# [Task to carry out]
In the data that follows, find the line containing "Phrase: concrete wall"; then quote that line and every line after it, exactly, through the last one.

# [Excerpted data]
%%

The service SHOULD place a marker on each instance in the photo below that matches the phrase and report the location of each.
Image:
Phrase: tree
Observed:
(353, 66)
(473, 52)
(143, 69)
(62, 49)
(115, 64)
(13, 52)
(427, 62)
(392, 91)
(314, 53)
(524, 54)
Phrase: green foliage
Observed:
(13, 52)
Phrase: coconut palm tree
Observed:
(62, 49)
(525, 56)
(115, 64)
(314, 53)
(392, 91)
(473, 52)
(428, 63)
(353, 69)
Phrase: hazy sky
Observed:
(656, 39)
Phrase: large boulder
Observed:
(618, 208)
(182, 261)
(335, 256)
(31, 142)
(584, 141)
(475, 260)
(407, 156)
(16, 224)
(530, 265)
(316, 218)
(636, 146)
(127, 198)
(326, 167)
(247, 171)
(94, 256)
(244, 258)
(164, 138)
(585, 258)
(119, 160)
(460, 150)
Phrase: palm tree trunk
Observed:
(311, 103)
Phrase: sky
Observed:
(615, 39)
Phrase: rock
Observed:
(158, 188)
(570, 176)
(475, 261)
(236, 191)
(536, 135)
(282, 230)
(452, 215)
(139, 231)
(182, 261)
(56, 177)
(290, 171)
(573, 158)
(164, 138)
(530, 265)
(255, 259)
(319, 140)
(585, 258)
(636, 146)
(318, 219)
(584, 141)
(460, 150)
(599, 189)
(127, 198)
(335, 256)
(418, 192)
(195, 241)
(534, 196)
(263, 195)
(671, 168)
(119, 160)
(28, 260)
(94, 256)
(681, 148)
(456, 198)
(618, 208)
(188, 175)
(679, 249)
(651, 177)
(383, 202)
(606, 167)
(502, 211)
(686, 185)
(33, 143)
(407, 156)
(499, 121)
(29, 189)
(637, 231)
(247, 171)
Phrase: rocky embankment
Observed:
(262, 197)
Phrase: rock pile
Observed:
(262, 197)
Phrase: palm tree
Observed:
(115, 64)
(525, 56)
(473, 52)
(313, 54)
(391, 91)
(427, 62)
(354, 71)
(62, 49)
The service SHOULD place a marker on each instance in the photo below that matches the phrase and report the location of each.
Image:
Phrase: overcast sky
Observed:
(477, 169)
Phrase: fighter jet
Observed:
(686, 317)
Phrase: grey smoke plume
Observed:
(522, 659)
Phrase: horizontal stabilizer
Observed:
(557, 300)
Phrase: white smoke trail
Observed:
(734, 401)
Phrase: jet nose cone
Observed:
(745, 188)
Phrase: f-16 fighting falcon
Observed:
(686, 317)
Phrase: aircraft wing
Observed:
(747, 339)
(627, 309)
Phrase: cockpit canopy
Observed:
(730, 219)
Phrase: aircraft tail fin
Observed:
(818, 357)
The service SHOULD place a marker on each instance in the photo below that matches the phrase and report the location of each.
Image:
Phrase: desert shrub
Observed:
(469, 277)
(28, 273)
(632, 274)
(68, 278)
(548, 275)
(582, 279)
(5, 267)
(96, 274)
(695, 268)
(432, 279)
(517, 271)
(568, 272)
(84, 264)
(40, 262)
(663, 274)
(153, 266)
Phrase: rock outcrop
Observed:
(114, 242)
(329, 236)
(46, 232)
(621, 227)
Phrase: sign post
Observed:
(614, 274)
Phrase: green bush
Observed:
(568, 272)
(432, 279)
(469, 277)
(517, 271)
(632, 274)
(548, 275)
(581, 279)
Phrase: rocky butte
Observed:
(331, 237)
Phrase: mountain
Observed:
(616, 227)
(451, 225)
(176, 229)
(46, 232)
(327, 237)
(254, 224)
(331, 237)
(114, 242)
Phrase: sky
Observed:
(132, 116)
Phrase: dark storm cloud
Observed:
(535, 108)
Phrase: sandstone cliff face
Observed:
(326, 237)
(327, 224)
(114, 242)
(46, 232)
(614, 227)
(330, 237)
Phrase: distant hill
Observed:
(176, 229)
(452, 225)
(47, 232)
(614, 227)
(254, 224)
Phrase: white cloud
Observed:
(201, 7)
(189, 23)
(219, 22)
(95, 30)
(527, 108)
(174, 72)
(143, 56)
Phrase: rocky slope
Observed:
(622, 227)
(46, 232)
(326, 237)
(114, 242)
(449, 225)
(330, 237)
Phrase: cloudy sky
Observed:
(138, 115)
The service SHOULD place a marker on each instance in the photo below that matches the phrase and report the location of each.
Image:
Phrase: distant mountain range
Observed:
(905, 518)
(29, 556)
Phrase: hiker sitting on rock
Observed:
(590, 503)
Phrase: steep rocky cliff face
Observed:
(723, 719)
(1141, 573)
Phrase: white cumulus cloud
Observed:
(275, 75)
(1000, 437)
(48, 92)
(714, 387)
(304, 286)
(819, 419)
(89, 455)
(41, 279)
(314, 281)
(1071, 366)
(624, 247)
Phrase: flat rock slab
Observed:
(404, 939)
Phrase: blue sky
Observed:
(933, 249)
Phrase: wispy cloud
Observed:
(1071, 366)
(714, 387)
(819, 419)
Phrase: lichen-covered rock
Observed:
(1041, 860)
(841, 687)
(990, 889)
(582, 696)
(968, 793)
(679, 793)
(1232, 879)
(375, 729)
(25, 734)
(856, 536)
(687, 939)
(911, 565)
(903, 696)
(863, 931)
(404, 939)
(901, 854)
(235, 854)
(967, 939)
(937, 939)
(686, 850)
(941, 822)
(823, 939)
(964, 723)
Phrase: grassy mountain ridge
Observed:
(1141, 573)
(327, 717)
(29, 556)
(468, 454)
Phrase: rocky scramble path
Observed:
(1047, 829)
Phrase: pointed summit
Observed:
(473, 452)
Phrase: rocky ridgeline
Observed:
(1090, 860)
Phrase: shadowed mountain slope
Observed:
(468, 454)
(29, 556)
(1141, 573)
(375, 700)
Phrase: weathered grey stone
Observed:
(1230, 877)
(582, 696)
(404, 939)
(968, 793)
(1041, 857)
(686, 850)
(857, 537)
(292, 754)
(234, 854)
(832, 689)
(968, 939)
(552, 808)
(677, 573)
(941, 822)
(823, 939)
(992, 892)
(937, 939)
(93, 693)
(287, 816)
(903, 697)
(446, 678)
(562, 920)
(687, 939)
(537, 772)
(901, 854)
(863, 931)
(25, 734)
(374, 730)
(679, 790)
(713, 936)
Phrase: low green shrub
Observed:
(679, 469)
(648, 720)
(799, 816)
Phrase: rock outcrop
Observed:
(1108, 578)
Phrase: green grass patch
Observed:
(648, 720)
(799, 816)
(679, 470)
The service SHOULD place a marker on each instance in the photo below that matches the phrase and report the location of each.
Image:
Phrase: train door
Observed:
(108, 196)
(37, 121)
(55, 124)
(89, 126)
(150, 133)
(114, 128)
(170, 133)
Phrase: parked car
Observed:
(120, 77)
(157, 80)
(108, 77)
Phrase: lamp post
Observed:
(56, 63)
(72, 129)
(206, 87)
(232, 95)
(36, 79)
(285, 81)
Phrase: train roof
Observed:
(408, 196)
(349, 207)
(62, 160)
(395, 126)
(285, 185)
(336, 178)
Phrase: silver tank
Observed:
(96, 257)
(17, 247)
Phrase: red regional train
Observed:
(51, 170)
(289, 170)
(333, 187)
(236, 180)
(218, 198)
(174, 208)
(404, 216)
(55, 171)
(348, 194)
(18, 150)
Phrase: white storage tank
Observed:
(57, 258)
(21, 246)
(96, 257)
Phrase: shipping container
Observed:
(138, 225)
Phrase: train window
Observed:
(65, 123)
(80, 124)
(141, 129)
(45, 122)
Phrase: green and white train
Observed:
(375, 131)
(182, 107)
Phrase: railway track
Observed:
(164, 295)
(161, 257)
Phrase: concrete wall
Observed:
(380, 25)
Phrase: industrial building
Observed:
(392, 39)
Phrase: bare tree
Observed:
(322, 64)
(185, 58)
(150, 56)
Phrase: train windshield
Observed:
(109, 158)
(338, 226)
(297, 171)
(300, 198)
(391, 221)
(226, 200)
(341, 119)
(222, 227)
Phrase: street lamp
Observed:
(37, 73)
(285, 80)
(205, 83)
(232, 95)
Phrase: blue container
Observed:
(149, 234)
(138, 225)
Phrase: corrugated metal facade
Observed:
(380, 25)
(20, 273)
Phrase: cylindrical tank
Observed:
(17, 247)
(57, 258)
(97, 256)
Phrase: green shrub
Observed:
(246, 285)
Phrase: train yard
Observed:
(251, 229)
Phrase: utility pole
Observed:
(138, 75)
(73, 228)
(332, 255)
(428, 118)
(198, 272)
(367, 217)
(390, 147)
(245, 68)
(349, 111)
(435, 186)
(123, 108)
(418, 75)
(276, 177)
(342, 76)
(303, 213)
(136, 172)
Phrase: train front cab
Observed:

%%

# [Final result]
Phrase: concrete wall
Observed:
(380, 25)
Phrase: industrial building
Observed:
(392, 39)
Phrase: bare tree
Observed:
(322, 64)
(185, 58)
(150, 56)
Phrase: train windshield
Observed:
(109, 158)
(338, 226)
(297, 171)
(300, 198)
(391, 221)
(226, 200)
(341, 119)
(222, 227)
Phrase: street lamp
Observed:
(37, 73)
(285, 80)
(205, 83)
(232, 95)
Phrase: blue container
Observed:
(149, 234)
(138, 225)
Phrase: corrugated metal facade
Observed:
(380, 25)
(20, 273)
Phrase: cylindrical tank
Observed:
(17, 247)
(57, 258)
(97, 256)
Phrase: green shrub
Observed:
(246, 285)
Phrase: train yard
Observed:
(251, 229)
Phrase: utility pole
Observed:
(138, 75)
(73, 228)
(332, 255)
(428, 118)
(198, 272)
(367, 217)
(390, 147)
(245, 68)
(349, 111)
(435, 186)
(123, 108)
(418, 75)
(276, 177)
(342, 76)
(303, 213)
(136, 172)
Phrase: train front cab
Observed:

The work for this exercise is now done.